EXCERTO DO DOCUMENTO -
- - - - - - -
Se só o media landscape detém a big picture, o poder é tanto que já ninguém o controla, pelo que aquele grande voyeur é autónomo, é um olhar que controla o mundo.
Na primeira sequência de Winter Kills, é trazido à presença de Nick Kegan (Jeff Bridges) um homem moribundo, integralmente ligado como uma múmia, que diz ter sido contratado para matar o presidente há 19 anos, como segundo atirador, pelo que Willie Arnold foi o bode expiatório: I’m only a patsy, foi a primeira declaração de Lee Harvey Oswald quando foi detido após o atentado contra Kennedy. O homem morre, deixando a indicação do lugar onde a carabina poderia ser encontrada, num apartamento sobre a City Hall.
Esta sequência que se liga com a seguinte estabelece, então, uma deliberada conexão com o património de imagens da história do cinema, com a múmia e a identidade oculta que Humphrey Bogart passeia em grande parte do Dark Passage (Prisioneiro do Passado, 1947), verdadeiro tour de force da câmara subjectiva, mas também na figura do sniper, o atirador colocado numa posição sobranceira, como uma sombra que mata oculto pela distância. Bridges encontra, então, a carabina no sítio indicado e pouco depois algo inesperado acontece. São dois planos, o do rosto de Bridges e outro picado sobre a praça (o ponto de vista do sniper), em que o espectador estremece na pungência daquele simulacro, algo tangível ao que sucedia em JFK (1991), quando Oliver Stone colocava Kevin Costner e a sua entourage ao nível da Dealey Plaza, em Dallas, a simular um possível triângulo que teria cercado o Lincoln de Kennedy, que era acompanhado com um som, um estoiro suportado pela memória do protagonista.
- - - - - - -
Registos de anotação de posição:
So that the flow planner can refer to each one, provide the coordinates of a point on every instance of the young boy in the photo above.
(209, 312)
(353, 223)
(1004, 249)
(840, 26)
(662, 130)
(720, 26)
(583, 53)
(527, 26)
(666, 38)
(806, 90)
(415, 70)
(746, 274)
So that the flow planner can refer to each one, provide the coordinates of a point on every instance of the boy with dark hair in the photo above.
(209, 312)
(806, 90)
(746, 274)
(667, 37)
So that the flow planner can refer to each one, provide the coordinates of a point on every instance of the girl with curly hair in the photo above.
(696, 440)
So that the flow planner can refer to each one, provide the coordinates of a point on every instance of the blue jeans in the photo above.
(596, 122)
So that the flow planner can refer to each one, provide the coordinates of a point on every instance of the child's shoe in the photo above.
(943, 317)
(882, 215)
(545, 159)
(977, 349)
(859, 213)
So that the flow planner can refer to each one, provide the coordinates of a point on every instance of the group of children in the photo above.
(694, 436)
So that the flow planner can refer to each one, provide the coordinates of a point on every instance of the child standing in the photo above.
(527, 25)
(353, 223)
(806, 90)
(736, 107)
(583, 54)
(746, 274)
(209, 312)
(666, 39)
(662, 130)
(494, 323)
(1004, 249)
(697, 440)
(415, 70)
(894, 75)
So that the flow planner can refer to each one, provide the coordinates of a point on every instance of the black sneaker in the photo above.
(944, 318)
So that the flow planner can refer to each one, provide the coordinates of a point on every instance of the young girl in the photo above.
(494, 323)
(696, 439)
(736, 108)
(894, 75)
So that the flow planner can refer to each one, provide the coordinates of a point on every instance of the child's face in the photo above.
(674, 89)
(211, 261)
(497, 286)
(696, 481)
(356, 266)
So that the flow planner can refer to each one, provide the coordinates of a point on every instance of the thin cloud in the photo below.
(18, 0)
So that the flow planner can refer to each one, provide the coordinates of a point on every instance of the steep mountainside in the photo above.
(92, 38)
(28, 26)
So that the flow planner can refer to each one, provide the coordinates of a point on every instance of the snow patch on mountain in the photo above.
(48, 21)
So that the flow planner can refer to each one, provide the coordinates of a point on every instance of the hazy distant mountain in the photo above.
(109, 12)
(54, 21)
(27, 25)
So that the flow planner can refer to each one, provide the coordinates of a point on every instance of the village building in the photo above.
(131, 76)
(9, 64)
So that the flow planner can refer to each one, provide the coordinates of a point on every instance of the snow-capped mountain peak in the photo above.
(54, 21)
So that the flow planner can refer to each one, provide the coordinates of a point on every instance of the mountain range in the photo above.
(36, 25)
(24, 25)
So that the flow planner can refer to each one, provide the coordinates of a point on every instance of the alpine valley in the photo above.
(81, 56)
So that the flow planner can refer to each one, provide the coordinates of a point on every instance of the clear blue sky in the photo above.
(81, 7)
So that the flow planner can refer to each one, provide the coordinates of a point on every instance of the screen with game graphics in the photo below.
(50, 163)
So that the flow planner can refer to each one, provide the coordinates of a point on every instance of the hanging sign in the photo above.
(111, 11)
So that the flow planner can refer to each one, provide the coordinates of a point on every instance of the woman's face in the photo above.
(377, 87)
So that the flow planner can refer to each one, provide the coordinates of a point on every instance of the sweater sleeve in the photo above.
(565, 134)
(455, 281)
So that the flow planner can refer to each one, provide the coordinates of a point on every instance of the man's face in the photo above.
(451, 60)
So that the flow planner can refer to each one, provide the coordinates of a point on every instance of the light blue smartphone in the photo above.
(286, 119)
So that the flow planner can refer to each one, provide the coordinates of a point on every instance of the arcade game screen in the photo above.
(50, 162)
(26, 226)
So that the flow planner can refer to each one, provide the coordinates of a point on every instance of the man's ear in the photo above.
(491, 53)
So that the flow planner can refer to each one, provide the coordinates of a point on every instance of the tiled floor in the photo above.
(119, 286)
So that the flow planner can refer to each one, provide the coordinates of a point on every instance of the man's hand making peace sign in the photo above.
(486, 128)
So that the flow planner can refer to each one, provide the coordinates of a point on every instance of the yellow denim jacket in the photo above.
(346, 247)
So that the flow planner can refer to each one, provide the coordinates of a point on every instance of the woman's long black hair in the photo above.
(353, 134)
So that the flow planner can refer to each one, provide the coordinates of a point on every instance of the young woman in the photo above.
- - - - - - -
ENUNCIADO - Repete fielmente a passagem do excerto sobre Winter Kills, começando em "Se só o media" e terminando em "a City Hall.".

RESPOSTA COMPLETA -
Se só o media landscape detém a big picture, o poder é tanto que já ninguém o controla, pelo que aquele grande voyeur é autónomo, é um olhar que controla o mundo.
Na primeira sequência de Winter Kills, é trazido à presença de Nick Kegan (Jeff Bridges) um homem moribundo, integralmente ligado como uma múmia, que diz ter sido contratado para matar o presidente há 19 anos, como segundo atirador, pelo que Willie Arnold foi o bode expiatório: I’m only a patsy, foi a primeira declaração de Lee Harvey Oswald quando foi detido após o atentado contra Kennedy. O homem morre, deixando a indicação do lugar onde a carabina poderia ser encontrada, num apartamento sobre a City Hall.